After months of effort, the RICG brought its ideas to the WHATWG IRC. This also did not go well. As Caceres puts it, “standards bodies like to say ‘oh, we want a lot of input for developers,’ but then when developers come it ends in tears. Or it used to.”
If you read the WHATWG IRC logs from that time, you’ll see that the WHATWG members fall into a classic “not invented here” trap. Not only did they reject the input from developers, they turned around and, without considering the RICG’s work at all, proposed their own solution. It was something called set, an attribute that solved only one of the many use cases Marquis and company had already identified.
Developers were, understandably, miffed.
With developers pushing Picture, and browser makers and standards bodies favoring the far more limited and very confusing (albeit still useful) set proposal, since renamed srcset, it looked like nothing would ever actually come of the RICG’s work.
As Paul Irish put it in the WHATWG IRC channel, “[Marquis] corralled and led a group of the best mobile Web developers, created a CG, isolated a solution (from many), fought for and won consensus within the group, wrote a draft spec, and proposed it. Basically he’s done the thing standards folks really want ‘authors’ to do. Which is why this feels so defeating.”
Irish was not alone. The developer outcry surrounding the WHATWG’s counter proposal was quite vocal, vocal enough that some entirely new proposals surfaced. But browser makers failed to agree on anything. Mozilla killed the WHATWG’s idea of srcset on img. And Chrome refused to implement Picture as it was defined at the time.
If this all sounds like a bad soap opera, well, it was. This process is, believe it or not, how the Web you’re using right now gets made.
Invented here
To the credit of the WHATWG, the group eventually overcame their not-invented-here syndrome. Or at least partially overcame it.
Compromises started to happen. The RICG rolled support for many of the ideas inset into their proposal. That wasn’t enough to convince the WHATWG, but it got some members working together with the Marquis and the RICG. The WHATWG still didn’t like Picture, but they didn’t outright reject it anymore, either.
To an outsider, the revision process looks a bit like a game of Ping Pong, except that every time someone hits the ball it changes shape.
The big breakthrough for Picture came from Opera’s Simon Pieters and Google’s Tab Atkins. They made a simple, but powerful, suggestion—make Picture a wrapper for img. That way there would not be two separate elements for images on the Web (which was rightly considered confusing), but there would still be a new way to control which image the browser displays.
This is exactly the approach used in the final version of the Picture spec.

CHALLENGE. Reproduce the passage about the Picture proposal word for word, starting with "Compromises started to" and ending after "the Picture spec.".

SUPPLIED ENTRIES.
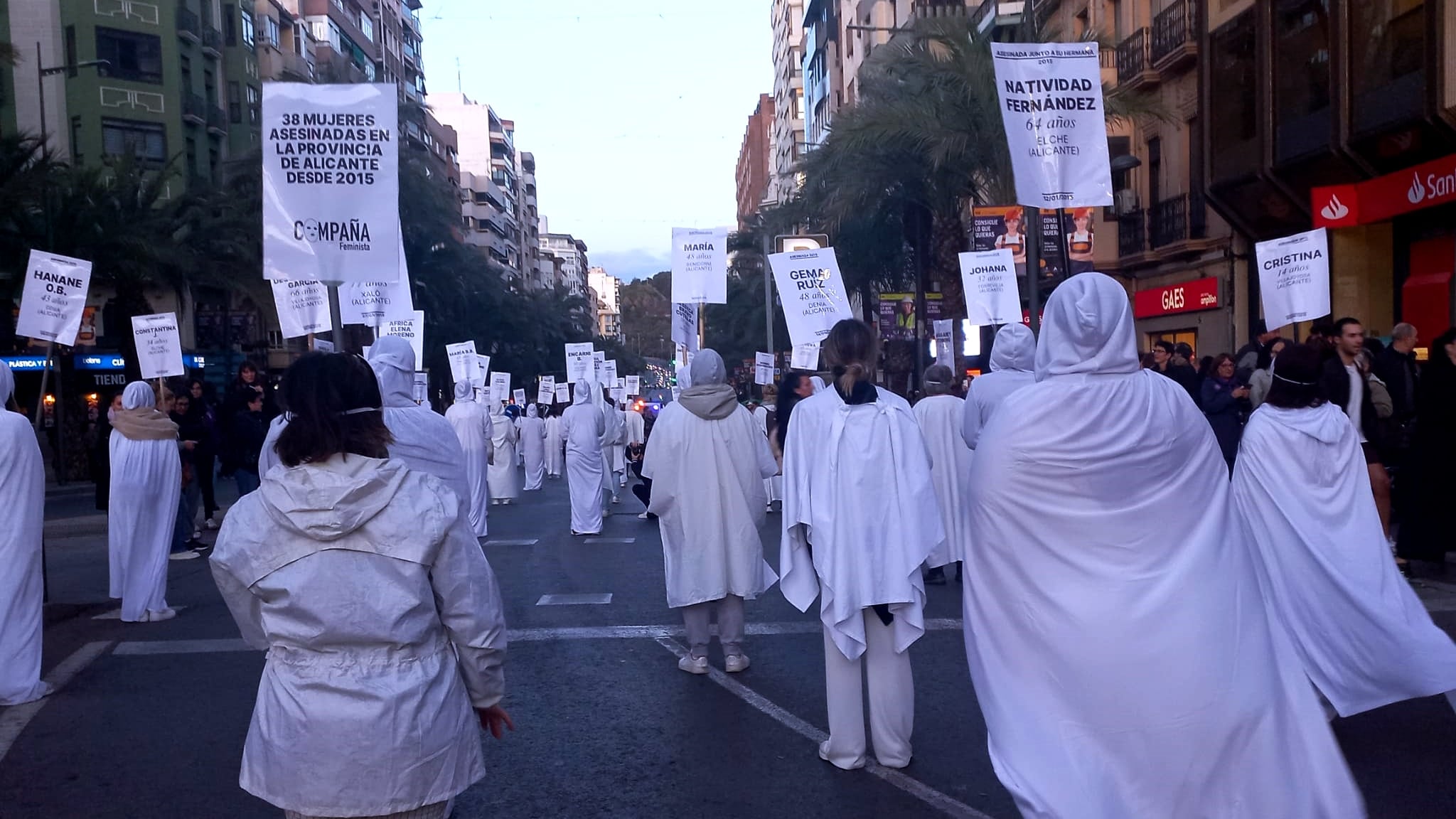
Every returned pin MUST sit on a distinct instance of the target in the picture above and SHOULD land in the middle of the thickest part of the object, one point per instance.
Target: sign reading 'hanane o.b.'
(331, 183)
(1056, 129)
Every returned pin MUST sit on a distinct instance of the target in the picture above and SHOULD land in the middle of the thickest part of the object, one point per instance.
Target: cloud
(629, 266)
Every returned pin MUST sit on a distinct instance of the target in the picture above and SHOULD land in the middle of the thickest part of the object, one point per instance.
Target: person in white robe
(614, 434)
(1014, 363)
(22, 498)
(582, 424)
(1120, 649)
(707, 462)
(472, 429)
(1303, 498)
(532, 432)
(939, 416)
(860, 518)
(505, 481)
(555, 445)
(424, 441)
(774, 484)
(146, 488)
(379, 614)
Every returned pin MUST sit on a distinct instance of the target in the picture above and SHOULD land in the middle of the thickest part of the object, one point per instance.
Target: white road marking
(575, 599)
(915, 787)
(15, 717)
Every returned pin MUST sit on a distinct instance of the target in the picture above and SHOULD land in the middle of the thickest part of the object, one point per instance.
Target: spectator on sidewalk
(22, 498)
(379, 612)
(146, 483)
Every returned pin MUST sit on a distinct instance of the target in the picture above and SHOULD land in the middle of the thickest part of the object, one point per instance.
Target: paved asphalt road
(154, 719)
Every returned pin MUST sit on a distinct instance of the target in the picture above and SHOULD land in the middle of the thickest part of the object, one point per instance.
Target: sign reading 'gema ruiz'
(331, 183)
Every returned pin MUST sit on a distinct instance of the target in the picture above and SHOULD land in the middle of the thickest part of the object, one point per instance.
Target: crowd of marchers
(1133, 655)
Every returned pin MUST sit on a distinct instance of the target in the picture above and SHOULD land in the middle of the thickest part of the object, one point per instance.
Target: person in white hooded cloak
(505, 481)
(1303, 499)
(424, 441)
(22, 496)
(583, 427)
(1120, 651)
(939, 416)
(707, 462)
(472, 429)
(860, 518)
(1014, 363)
(146, 487)
(555, 445)
(533, 446)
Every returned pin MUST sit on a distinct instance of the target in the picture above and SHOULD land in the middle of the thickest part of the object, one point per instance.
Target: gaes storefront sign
(1187, 298)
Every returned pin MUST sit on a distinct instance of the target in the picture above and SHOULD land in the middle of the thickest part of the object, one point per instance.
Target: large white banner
(579, 363)
(701, 266)
(1293, 277)
(1056, 127)
(464, 362)
(813, 294)
(989, 282)
(331, 181)
(304, 308)
(54, 298)
(159, 347)
(764, 368)
(411, 330)
(685, 326)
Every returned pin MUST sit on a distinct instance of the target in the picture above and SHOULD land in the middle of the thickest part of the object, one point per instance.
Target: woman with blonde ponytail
(860, 518)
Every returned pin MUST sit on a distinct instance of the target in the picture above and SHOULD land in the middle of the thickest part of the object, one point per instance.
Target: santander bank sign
(1385, 197)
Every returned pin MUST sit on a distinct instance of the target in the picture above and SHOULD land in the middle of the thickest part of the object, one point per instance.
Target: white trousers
(892, 700)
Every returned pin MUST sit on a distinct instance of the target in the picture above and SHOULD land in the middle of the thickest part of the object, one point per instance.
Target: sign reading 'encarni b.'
(331, 183)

OUTPUT FOR THIS TASK.
Compromises started to happen. The RICG rolled support for many of the ideas inset into their proposal. That wasn’t enough to convince the WHATWG, but it got some members working together with the Marquis and the RICG. The WHATWG still didn’t like Picture, but they didn’t outright reject it anymore, either.
To an outsider, the revision process looks a bit like a game of Ping Pong, except that every time someone hits the ball it changes shape.
The big breakthrough for Picture came from Opera’s Simon Pieters and Google’s Tab Atkins. They made a simple, but powerful, suggestion—make Picture a wrapper for img. That way there would not be two separate elements for images on the Web (which was rightly considered confusing), but there would still be a new way to control which image the browser displays.
This is exactly the approach used in the final version of the Picture spec.